PASSAGE TO READ:

□ □ □ □ □

Mathieu Palombino is one of New York’s most unlikely chefs: Belgian-born and French-trained, he worked at a fine dining restaurant — BLT Fish — earning their kitchen three stars. So where do you go from there? For Palombino, it was three stops into Williamsburg. And when he found the spot he wanted, he opened up Motorino, his shrine to pan-sized Neapolitan-style pizzas, topped with fresh, seasonal ingredients. Naturally, it took off and earned the accolades of New York’s food scene quickly. Now Palombino’s set to become the Neapolitan pizza game in town, as he takes over tatted-up NYC pizza legend Anthony Mangieri’s Una Pizza Napoletana’s oven and space. We interviewed Mathieu back in June, clumsily lost the transcript, and finally found it in time for the opening of his new East Village space. Here, we get him to dish on his family’s favorite eats, Brooklyn’s history, Brooklyn’s hipsters, and his love of the pizza business.

So: you told me the old locals in your part of Williamsburg aren’t exactly taking to Motorino? It’s funny, because they’re from Napoli, but they don’t relate to that product, because the people that really love that pizza and crave it and have bright eyes looking at the oven, they appreciate it. They’re from another generation, it’s a different world, they don’t really care for it.

But a lot of people do. Food critics. “Foodies.” Yeah, they’re 25, 45, 55, but people that know what’s up. This is my clientele, and also, even if they’re people that are, you know, kids from Brooklyn, they come. The youngest Italian generation — the children of the older folks in my neighborhood — they come and the like it. And a lot of Manhattan people, a lot of those, I don’t know if the word “hipster” is a bad word or not …

No! You can definitely use that word here. I don’t know, I feel like I am one. Anyway: the young American coming to Brooklyn to experience the Brooklyn lifestyle, all these kids, the people I work with, with all the tattoos and stuff — these are my people, these are the people that gravitate to Motorino.

□ □ □ □ □

WHAT THE TASK REQUIRES: Transcribe everything in the interview with Mathieu Palombino from "But a lot of" down to "gravitate to Motorino.". The entries that follow have no connection to the interview with Mathieu Palombino.

□ □ □ □ □

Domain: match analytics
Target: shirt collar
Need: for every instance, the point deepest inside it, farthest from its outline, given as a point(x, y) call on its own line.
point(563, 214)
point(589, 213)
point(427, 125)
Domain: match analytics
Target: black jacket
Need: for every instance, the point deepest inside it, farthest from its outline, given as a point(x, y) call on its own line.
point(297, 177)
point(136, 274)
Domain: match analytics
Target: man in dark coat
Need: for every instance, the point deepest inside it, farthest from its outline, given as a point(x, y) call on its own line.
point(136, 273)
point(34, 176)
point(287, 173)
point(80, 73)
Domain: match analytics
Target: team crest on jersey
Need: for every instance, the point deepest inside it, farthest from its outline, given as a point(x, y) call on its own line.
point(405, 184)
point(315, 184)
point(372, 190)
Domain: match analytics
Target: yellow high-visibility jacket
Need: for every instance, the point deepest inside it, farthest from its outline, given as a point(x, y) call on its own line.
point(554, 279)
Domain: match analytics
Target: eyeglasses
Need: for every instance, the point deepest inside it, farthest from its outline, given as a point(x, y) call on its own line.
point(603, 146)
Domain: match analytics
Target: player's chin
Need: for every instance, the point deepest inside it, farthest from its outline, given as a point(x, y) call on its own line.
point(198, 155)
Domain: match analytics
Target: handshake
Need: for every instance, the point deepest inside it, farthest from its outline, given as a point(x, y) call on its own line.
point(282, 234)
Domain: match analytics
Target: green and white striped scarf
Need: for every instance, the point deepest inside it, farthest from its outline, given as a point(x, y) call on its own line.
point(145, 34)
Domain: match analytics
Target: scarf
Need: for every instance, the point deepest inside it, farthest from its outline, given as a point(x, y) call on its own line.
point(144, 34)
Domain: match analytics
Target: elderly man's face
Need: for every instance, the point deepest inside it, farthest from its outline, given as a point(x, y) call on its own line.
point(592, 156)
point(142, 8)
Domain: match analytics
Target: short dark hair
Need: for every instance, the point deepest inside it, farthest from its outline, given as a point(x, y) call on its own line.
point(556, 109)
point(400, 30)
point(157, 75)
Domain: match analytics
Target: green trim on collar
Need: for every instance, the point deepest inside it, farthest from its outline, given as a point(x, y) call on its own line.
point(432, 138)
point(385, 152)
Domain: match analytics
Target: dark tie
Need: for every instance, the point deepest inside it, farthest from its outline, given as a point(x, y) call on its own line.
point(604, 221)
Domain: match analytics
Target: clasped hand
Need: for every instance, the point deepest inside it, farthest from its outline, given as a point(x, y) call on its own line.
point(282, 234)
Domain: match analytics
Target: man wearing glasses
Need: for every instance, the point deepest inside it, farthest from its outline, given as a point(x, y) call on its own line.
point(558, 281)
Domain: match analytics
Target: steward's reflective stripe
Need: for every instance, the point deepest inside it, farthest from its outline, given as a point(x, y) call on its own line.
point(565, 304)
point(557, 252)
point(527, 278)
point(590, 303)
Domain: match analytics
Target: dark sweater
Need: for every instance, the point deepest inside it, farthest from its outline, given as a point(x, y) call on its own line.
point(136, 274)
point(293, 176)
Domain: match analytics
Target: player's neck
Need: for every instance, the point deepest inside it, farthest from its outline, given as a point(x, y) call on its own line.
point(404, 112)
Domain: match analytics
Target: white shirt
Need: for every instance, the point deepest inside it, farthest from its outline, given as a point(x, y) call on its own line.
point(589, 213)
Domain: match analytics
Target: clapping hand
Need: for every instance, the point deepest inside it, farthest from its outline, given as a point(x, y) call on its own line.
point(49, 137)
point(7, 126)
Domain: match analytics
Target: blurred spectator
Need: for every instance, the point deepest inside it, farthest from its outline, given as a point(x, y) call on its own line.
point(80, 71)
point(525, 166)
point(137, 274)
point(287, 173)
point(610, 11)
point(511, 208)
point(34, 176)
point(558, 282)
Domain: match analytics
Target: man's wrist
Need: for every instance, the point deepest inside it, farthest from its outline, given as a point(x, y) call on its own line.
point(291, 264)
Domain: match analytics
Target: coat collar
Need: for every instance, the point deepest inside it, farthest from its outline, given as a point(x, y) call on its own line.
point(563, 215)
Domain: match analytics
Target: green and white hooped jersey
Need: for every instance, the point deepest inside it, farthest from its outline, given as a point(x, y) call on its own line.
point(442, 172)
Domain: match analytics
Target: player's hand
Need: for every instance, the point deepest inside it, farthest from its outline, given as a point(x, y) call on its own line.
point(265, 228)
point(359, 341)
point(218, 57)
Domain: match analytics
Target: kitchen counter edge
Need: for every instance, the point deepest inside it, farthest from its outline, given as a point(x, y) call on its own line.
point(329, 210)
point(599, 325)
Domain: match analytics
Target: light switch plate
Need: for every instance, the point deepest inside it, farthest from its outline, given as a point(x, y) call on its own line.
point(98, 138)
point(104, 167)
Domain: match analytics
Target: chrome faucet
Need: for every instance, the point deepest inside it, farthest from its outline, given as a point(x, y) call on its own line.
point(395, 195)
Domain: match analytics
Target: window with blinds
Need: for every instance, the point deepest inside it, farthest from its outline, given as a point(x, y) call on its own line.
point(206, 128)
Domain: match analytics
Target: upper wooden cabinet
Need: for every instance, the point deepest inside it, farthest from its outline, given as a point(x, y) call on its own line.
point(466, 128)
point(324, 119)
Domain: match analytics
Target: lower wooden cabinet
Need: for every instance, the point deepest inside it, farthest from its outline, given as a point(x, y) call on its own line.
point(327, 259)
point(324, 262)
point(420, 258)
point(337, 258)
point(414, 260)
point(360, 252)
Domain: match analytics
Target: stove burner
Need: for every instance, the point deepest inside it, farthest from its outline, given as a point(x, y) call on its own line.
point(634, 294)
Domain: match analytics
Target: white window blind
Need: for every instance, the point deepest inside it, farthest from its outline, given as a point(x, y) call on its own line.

□ □ □ □ □

FINAL RESULT:
But a lot of people do. Food critics. “Foodies.” Yeah, they’re 25, 45, 55, but people that know what’s up. This is my clientele, and also, even if they’re people that are, you know, kids from Brooklyn, they come. The youngest Italian generation — the children of the older folks in my neighborhood — they come and the like it. And a lot of Manhattan people, a lot of those, I don’t know if the word “hipster” is a bad word or not …

No! You can definitely use that word here. I don’t know, I feel like I am one. Anyway: the young American coming to Brooklyn to experience the Brooklyn lifestyle, all these kids, the people I work with, with all the tattoos and stuff — these are my people, these are the people that gravitate to Motorino.